[Items from a dataset]

=== Section Start ===

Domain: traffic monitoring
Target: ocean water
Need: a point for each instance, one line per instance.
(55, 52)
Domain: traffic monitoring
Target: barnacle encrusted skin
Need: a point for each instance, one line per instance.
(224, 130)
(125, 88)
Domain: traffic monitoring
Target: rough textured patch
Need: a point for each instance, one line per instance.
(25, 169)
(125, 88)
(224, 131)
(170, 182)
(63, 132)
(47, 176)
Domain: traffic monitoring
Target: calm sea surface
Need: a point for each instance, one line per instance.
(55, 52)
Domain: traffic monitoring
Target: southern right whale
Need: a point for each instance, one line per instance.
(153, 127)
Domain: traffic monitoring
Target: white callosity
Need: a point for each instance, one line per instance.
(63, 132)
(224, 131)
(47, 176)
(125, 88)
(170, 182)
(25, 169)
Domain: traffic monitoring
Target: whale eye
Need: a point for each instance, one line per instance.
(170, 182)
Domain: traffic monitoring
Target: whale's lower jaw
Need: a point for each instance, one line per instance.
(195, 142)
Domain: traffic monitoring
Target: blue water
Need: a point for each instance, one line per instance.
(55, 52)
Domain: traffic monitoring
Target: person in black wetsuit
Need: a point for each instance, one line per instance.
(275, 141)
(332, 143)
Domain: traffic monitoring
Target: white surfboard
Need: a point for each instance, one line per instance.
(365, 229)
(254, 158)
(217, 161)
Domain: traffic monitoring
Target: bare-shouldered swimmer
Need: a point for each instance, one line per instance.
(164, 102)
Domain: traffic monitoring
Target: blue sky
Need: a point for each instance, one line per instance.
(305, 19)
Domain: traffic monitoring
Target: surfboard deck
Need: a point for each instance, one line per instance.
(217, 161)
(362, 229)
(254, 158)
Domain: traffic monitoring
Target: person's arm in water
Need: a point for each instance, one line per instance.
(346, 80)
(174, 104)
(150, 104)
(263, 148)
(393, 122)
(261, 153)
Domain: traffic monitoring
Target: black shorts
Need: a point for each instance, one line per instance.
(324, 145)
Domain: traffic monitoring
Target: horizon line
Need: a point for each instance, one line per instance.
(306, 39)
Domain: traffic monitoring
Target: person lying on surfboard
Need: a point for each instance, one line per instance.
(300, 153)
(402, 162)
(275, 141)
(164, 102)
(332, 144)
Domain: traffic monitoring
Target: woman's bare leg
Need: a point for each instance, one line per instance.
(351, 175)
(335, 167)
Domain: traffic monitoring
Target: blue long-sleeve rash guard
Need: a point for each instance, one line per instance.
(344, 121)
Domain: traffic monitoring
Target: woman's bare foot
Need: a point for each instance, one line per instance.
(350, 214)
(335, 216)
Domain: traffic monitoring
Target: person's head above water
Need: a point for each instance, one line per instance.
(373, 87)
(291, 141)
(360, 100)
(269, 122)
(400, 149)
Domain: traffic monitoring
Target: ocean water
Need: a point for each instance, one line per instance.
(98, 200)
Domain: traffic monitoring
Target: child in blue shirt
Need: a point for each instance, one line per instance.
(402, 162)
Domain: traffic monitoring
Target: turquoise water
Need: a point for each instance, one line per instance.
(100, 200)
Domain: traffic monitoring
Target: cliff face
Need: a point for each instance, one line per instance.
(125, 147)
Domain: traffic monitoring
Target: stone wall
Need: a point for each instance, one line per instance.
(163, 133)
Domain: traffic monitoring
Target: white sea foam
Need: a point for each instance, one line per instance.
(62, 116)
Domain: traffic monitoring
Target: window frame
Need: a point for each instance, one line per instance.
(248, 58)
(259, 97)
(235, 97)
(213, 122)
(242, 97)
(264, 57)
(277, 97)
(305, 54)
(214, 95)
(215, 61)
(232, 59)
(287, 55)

=== Section End ===

Every line from the data above that contains "white" must appear in the answer.

Exercise answer =>
Target: white callosity
Target: white surfboard
Target: white sea foam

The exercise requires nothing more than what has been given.